> What to do
Rewrite only the part of the items that opens with the line containing "Task: check that each instance of the grass" and closes with the line containing "[(267, 251), (345, 235)]", keeping every line and raising each coordinate in the answers by 63.

***** Records to use *****

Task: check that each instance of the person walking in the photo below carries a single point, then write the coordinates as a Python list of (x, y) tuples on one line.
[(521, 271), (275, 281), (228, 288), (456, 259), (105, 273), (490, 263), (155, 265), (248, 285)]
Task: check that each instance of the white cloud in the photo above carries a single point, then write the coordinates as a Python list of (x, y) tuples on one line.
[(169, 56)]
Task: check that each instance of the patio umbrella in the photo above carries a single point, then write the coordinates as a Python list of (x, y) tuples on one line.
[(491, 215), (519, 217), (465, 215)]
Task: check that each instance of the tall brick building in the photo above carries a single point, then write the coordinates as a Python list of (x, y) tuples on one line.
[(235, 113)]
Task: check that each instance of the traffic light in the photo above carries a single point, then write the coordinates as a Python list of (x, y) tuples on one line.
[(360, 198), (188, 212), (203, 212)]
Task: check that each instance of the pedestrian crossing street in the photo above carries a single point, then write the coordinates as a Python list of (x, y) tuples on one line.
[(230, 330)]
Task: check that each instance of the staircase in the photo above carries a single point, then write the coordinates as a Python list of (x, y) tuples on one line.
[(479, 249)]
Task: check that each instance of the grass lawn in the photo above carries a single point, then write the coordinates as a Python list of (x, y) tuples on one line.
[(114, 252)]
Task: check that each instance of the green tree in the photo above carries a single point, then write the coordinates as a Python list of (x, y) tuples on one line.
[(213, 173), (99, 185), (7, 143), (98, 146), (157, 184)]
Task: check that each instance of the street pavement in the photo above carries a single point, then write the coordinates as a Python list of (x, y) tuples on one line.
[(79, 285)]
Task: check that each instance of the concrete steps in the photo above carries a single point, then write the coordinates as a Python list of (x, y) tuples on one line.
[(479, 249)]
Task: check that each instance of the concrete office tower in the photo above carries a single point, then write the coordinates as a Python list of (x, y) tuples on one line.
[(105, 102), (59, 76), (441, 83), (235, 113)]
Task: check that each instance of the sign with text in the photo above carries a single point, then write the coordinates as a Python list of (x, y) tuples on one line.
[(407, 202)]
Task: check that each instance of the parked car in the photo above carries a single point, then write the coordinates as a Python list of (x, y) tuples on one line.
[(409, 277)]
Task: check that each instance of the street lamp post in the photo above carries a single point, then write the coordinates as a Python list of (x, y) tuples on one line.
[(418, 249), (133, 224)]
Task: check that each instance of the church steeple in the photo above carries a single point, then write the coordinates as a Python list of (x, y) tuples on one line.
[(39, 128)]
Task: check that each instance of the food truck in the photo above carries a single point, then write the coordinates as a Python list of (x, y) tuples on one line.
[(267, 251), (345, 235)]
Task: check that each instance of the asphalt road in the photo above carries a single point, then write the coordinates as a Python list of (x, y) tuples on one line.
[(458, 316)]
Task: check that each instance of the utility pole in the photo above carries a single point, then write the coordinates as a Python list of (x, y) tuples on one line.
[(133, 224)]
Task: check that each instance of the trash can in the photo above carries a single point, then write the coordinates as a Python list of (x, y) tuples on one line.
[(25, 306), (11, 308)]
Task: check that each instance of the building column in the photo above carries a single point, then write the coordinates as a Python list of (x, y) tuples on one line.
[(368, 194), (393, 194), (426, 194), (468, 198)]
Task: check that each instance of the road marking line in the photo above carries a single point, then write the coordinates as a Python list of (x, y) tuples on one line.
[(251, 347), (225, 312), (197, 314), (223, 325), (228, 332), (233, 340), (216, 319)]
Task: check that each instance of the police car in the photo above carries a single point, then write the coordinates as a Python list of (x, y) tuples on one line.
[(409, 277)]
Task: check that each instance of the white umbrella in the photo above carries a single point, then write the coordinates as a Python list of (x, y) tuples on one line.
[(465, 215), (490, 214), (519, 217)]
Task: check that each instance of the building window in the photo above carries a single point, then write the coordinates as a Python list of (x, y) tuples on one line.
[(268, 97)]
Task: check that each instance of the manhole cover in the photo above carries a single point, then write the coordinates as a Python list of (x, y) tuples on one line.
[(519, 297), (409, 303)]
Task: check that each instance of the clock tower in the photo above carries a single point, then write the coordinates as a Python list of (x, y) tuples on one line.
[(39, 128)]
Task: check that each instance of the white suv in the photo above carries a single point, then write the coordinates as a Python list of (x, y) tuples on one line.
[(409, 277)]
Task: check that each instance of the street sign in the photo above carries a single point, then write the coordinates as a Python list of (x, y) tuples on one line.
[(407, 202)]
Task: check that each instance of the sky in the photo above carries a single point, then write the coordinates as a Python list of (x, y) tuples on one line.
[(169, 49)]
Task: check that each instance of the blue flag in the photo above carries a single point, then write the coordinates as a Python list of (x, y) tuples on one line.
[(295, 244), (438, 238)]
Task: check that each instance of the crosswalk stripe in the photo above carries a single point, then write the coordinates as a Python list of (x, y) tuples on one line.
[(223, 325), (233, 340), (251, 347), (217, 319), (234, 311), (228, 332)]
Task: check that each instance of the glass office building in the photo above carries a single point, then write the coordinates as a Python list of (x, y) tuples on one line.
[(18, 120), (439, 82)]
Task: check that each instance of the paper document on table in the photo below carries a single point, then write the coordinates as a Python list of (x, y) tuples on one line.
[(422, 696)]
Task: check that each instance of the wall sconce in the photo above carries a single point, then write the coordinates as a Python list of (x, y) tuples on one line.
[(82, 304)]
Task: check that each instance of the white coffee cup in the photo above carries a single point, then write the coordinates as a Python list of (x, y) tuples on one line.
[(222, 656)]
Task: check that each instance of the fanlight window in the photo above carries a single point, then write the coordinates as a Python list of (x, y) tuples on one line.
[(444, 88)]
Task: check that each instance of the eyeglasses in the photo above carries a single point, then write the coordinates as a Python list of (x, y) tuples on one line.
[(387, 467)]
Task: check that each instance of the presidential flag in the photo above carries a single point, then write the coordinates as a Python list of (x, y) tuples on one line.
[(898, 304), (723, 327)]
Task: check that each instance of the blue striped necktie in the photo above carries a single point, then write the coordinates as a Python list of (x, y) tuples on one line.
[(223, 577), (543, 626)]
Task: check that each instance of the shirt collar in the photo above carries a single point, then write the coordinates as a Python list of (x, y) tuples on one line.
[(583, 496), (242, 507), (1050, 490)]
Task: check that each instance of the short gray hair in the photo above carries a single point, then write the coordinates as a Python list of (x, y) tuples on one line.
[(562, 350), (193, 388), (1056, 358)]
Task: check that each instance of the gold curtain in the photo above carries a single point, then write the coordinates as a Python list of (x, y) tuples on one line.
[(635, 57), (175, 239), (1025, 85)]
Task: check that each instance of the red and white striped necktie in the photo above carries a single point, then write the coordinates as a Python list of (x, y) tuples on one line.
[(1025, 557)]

*****

> Task response
Task: check that each instance of the grass lawn in the photo above carries a single point, then write the coordinates as a Python list of (x, y) tuples on one line.
[(177, 315)]
Task: check that each instance of the green tree in the photo above carries a single point, then write the coordinates as a Python list of (x, y) tuples on one line.
[(276, 236), (162, 248), (70, 206), (161, 209), (220, 247)]
Task: check that each instance of the street pavement in the photo above carries a single point, then write the coordinates as a Python list of (x, y) tuples on one line.
[(142, 348)]
Task: check that each instance of the concrete steps in the photo above carries a single point, then write the coordinates as a Python list of (x, y) tuples on one line.
[(542, 312)]
Task: check that each instance of the concrete office tower in the photo above carries a single point, then write the coordinates as a Python list of (x, y) tuples on one line.
[(168, 165), (122, 139), (504, 146), (298, 176)]
Task: check that each instance of the sign with text in the photo above carries a single point, then write the coordinates as a Python list of (x, y) tuples on one line.
[(470, 265)]
Task: check that each instance of the parked car in the photo above carries a single point, then write the coordinates as a Python list of (x, y) tuples on one line.
[(472, 340)]
Task: check that each instance of the street lamp post in the photo above carries a single point, then write the coordinates as a Python list of (x, y) tuples on one line.
[(481, 312), (196, 287)]
Task: check that each instance of the church steeple in the photo above carries a single point, then write the coordinates as a Python list of (x, y) tuples on one line.
[(102, 191)]
Task: check that each instance of the food truck in the photo above carries a single point, then write the coordinates as a Python list of (x, y) tuples on one line.
[(330, 314), (408, 298)]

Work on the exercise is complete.